> Action item:
Pull every line with "refrigerator" from the entries below.

> Task data:
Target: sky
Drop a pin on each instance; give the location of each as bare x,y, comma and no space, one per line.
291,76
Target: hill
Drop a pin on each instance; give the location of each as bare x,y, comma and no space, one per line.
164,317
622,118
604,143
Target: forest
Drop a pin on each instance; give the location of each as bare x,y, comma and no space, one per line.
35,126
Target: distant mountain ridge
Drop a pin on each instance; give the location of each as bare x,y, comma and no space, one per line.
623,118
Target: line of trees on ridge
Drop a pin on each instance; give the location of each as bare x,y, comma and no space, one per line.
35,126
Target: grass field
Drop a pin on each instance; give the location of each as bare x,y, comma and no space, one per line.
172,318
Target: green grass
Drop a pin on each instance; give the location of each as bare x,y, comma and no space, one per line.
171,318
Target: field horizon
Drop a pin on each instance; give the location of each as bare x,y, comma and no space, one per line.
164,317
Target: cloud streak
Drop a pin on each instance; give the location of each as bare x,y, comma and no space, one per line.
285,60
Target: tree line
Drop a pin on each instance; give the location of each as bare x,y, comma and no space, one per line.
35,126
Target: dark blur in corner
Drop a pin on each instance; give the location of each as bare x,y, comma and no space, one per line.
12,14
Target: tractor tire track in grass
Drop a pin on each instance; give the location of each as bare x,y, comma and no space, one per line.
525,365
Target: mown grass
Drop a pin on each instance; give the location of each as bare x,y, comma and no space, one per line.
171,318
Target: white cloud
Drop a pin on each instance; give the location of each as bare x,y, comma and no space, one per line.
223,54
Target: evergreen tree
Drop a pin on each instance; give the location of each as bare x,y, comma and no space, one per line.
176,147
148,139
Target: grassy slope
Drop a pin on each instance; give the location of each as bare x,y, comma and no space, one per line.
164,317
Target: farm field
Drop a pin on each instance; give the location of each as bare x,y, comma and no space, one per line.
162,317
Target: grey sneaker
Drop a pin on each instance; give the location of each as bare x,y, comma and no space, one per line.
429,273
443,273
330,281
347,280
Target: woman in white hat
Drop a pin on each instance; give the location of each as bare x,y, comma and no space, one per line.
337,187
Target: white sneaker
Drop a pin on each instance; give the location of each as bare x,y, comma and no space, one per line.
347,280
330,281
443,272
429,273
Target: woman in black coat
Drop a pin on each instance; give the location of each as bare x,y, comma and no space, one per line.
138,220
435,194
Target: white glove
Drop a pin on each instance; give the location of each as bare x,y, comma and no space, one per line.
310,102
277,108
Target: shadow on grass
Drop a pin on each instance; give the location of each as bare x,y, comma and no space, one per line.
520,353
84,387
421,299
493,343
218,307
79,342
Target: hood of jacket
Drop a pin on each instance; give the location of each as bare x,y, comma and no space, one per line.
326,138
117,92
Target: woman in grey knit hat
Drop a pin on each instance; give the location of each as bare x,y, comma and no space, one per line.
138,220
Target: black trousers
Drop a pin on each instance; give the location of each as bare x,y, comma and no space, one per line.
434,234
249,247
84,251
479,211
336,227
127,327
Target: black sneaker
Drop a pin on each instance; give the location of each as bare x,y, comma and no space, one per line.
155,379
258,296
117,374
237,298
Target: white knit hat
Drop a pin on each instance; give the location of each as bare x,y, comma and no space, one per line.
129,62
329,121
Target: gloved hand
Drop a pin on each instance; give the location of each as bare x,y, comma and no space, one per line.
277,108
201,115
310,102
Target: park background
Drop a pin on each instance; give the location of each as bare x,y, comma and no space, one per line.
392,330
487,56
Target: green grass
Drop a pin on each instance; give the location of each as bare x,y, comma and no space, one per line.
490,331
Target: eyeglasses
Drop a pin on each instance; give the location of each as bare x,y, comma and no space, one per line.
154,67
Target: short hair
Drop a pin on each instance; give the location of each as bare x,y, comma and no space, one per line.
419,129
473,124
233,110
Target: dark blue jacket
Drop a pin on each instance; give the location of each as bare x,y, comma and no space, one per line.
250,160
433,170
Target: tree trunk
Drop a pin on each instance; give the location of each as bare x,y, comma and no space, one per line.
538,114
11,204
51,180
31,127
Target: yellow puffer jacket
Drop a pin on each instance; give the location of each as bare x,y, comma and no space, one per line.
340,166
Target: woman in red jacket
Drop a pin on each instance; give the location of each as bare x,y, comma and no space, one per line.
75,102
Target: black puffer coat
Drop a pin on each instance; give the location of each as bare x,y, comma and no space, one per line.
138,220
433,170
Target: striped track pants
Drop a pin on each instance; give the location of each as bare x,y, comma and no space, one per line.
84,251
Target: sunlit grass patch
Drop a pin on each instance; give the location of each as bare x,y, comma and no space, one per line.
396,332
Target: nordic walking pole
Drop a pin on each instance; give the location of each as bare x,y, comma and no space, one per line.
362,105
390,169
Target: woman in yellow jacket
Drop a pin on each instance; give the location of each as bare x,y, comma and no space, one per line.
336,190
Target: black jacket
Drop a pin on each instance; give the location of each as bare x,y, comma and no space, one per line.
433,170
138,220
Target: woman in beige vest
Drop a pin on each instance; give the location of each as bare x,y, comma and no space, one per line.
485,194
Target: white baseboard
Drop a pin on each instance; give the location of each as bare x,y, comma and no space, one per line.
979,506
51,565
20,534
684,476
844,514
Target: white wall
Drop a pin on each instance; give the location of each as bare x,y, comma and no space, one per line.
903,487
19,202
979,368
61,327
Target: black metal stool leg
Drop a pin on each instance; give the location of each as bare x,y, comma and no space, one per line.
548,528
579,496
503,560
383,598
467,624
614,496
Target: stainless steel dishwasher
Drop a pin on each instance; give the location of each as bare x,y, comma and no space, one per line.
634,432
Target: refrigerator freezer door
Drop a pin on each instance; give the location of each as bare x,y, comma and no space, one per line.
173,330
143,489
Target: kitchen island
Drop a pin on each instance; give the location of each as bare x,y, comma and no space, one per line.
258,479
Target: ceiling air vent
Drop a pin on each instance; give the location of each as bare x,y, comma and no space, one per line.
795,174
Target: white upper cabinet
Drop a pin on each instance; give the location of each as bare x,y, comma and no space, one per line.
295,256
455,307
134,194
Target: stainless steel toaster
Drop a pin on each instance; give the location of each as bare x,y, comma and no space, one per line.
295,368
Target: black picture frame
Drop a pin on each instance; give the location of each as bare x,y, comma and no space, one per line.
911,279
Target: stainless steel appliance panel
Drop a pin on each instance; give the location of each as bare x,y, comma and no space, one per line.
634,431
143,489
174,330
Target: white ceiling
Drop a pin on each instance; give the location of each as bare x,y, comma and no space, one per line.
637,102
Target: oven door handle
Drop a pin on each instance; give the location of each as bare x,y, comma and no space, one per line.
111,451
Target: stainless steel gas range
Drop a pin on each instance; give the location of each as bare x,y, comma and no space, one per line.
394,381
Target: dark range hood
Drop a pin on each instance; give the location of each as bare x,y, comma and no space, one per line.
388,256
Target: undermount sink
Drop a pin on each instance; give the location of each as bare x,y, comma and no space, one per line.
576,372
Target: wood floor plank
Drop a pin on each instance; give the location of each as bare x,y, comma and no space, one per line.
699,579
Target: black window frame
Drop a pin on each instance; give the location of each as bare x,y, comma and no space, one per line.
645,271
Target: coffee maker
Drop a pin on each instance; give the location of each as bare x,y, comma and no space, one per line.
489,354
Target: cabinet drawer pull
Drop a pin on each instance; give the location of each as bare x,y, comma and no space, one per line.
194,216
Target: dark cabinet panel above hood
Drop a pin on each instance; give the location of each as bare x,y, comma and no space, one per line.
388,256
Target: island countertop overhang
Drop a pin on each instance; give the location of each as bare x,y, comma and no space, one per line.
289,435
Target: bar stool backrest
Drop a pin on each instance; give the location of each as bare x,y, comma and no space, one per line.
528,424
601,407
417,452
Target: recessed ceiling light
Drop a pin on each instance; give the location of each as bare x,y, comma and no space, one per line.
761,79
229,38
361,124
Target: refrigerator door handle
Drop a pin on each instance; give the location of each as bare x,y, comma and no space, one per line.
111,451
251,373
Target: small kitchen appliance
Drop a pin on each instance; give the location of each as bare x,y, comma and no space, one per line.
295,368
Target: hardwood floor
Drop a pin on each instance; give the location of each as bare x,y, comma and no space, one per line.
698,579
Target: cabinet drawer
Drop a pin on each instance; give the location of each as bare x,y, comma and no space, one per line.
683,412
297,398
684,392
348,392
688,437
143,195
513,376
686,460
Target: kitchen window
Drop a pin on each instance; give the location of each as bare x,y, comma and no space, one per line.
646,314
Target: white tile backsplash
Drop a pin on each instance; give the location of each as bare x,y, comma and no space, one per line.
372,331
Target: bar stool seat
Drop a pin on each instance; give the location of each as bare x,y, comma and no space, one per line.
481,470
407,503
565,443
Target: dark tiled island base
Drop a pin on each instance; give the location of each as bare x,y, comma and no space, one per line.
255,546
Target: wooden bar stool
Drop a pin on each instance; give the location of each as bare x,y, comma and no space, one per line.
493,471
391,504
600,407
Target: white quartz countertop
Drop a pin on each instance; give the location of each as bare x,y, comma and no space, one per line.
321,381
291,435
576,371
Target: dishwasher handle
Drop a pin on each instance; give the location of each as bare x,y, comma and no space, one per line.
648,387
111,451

> Completed exercise:
Target: refrigerator freezer door
Target: refrigerator door handle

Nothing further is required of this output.